• Task description:
Restate all of the data exactly.
## Start
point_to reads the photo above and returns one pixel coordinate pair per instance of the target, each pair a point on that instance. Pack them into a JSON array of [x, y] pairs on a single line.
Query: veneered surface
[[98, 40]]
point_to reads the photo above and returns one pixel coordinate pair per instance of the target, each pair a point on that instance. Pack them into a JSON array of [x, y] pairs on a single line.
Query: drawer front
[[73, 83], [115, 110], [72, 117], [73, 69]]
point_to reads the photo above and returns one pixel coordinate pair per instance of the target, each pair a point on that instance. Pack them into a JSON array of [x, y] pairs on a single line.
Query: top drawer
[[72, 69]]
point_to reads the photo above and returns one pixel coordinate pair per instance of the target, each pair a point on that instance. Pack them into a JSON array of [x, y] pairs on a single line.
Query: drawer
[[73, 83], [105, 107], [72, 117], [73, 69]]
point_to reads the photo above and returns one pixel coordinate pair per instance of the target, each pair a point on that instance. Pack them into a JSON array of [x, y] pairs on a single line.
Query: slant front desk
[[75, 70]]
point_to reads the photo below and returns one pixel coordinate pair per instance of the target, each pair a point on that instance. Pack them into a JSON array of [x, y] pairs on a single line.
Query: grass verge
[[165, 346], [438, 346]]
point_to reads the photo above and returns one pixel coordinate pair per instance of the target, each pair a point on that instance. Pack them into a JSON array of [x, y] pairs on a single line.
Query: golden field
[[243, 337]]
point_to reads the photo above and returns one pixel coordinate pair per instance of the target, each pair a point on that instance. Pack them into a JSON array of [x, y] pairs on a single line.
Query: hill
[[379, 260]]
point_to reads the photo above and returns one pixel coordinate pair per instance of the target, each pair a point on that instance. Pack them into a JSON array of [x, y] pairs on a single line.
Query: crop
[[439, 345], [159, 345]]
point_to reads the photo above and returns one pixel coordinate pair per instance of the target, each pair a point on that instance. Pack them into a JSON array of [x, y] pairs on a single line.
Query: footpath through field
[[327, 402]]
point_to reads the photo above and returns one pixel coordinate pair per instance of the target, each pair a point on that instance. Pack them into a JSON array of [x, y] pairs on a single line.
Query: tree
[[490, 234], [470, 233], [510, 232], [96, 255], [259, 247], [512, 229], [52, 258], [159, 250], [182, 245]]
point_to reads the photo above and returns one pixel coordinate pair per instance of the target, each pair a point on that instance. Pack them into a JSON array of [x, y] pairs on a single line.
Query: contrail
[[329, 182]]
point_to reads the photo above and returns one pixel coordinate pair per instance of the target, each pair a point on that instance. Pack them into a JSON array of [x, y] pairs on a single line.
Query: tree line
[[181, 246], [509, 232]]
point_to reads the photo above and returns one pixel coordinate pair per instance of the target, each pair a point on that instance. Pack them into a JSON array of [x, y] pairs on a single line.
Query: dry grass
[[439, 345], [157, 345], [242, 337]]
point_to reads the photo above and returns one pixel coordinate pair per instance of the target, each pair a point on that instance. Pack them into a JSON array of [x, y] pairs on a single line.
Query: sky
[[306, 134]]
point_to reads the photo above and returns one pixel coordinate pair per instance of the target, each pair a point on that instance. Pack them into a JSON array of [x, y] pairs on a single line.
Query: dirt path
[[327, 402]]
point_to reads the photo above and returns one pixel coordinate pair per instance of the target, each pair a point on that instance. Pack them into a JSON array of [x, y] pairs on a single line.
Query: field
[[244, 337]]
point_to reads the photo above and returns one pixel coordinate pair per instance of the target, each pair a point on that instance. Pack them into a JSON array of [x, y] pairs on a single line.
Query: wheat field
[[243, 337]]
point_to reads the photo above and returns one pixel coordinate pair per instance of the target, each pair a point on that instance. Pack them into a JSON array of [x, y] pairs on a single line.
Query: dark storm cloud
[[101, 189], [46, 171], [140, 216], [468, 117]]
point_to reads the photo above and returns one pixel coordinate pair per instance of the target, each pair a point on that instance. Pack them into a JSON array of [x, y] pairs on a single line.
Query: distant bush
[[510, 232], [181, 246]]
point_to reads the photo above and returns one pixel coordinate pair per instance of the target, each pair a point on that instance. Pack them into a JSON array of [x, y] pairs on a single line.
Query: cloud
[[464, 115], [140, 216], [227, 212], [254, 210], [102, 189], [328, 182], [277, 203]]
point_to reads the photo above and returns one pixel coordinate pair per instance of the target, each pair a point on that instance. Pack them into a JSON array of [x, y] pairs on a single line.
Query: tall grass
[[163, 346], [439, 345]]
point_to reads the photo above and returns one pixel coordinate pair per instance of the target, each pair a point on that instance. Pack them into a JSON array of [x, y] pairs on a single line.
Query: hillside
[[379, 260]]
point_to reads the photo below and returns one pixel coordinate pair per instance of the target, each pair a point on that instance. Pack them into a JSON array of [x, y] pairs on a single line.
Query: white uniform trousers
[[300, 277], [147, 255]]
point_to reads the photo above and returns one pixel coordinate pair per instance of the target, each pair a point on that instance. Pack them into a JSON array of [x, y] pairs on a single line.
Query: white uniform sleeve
## End
• Answer for the task:
point_to reads the photo above and returns one pixel coordinate pair per instance of the target, each pair a point on that instance. Pack them into a JSON array of [x, y] pairs on a single line.
Query: veneered surface
[[98, 40]]
point_to reads the photo above and returns one pixel coordinate pair per instance of the target, each pair a point on that instance. Pack them into a JSON array of [x, y] pairs on a single line.
Query: drawer front
[[73, 83], [115, 110], [72, 117], [73, 69]]
point_to reads the photo above and returns one pixel coordinate pair per instance of the target, each pair a point on that instance. Pack them into a JSON array of [x, y] pairs on a single line.
Query: top drawer
[[72, 69]]
point_to reads the photo above and returns one pixel coordinate pair per instance of the target, each pair a point on that instance. Pack them into a JSON array of [x, y] pairs on a single line.
Query: drawer
[[73, 83], [105, 107], [72, 117], [73, 69]]
point_to reads the photo above and returns one pixel coordinate pair per instance of the target, each pair a point on that instance. Pack them into a JSON array of [x, y] pairs on a single line.
Query: slant front desk
[[75, 70]]
point_to reads the photo below and returns one pixel coordinate pair per instance of the target, each pair a point on that instance. Pack them into a JSON array of [x, y] pairs on a single line.
Query: grass verge
[[165, 346], [438, 346]]
point_to reads the photo above and returns one pixel coordinate pair per instance of the target, each pair a point on that instance. Pack them into a JSON array of [x, y] pairs on a single line.
Query: golden field
[[243, 337]]
point_to reads the photo above and returns one pixel coordinate pair per instance of the target, each pair a point on that instance. Pack them into a JSON array of [x, y] pairs on a single line.
Query: hill
[[379, 260]]
point_to reads the photo above and returns one pixel coordinate pair per instance of the target, each pair a point on that instance. Pack them into a JSON array of [x, y] pairs on a single line.
Query: crop
[[439, 345], [159, 345]]
point_to reads the photo above and returns one pixel coordinate pair per instance of the target, each pair a point on that instance. Pack them into a JSON array of [x, y] pairs on a single line.
Query: footpath through field
[[327, 402]]
point_to reads the photo above and returns one pixel coordinate pair per instance of the target, each pair a point on that instance. Pack them into a JSON array of [x, y] pairs on a single line.
Query: tree
[[490, 234], [470, 233], [510, 232], [96, 255], [259, 247], [512, 229], [52, 258], [159, 250], [182, 245]]
point_to reads the photo above and returns one pixel coordinate pair per instance of the target, each pair a point on that instance. Pack them into a JSON array of [x, y] pairs on a single line.
Query: contrail
[[329, 182]]
point_to reads the photo above and returns one pixel coordinate pair per instance of the target, each pair a point on that instance. Pack them into a JSON array of [x, y] pairs on a single line.
Query: tree line
[[181, 246], [509, 232]]
point_to reads the photo above and returns one pixel coordinate pair per instance of the target, each pair a point on that instance. Pack them into a JSON array of [x, y] pairs on a single line.
Query: dry grass
[[439, 345], [157, 345], [242, 337]]
point_to reads the photo above and returns one pixel coordinate pair per instance of the target, each pair a point on that instance. Pack them into a JSON array of [x, y] pairs on a single line.
Query: sky
[[306, 134]]
point_to reads the photo above and returns one pixel coordinate pair per instance of the target, each pair a point on that instance. Pack them into a JSON array of [x, y] pairs on a single line.
Query: dirt path
[[327, 402]]
point_to reads the photo above and returns one pixel coordinate pair per instance of the target, each pair a point on that instance. Pack them into a JSON array of [x, y] pairs on a single line.
Query: field
[[244, 337]]
point_to reads the photo above and returns one pixel coordinate pair per instance of the target, each pair a point on that instance. Pack them into a JSON array of [x, y] pairs on a single line.
Query: wheat field
[[243, 337]]
point_to reads the photo above and returns one pixel coordinate pair per instance of the target, each pair a point on that instance. Pack them into a JSON array of [x, y] pairs on a single line.
Query: dark storm cloud
[[101, 189], [46, 171], [140, 216], [468, 117]]
point_to reads the photo above and returns one pixel coordinate pair per instance of the target, each pair a point on that instance. Pack them into a JSON array of [x, y] pairs on a single line.
Query: distant bush
[[510, 232], [181, 246]]
point_to reads the photo above and returns one pixel coordinate pair per instance of the target, each pair a point on that instance. Pack them into a JSON array of [x, y] pairs on a single line.
Query: cloud
[[464, 115], [140, 216], [227, 212], [254, 210], [102, 189], [328, 182], [277, 203]]
point_to reads the photo above and returns one pixel coordinate pair per instance of the target, each pair a point on that instance. Pack them into a JSON array of [x, y] pairs on a single line.
Query: tall grass
[[163, 346], [439, 345]]
point_to reads the photo above and returns one pixel coordinate pair per instance of the target, each pair a point on that instance. Pack them into a JSON array of [x, y] pairs on a single line.
Query: hillside
[[379, 260]]
point_to reads the photo below and returns one pixel coordinate pair per instance of the target, each pair a point on that instance. Pack them into a JSON array of [x, y] pairs on a single line.
Query: white uniform trousers
[[300, 277], [147, 255]]
point_to reads the photo above and returns one pixel coordinate pair per instance of the target, each pair a point on that instance. Pack them into a JSON array of [x, y] pairs on a single line.
Query: white uniform sleeve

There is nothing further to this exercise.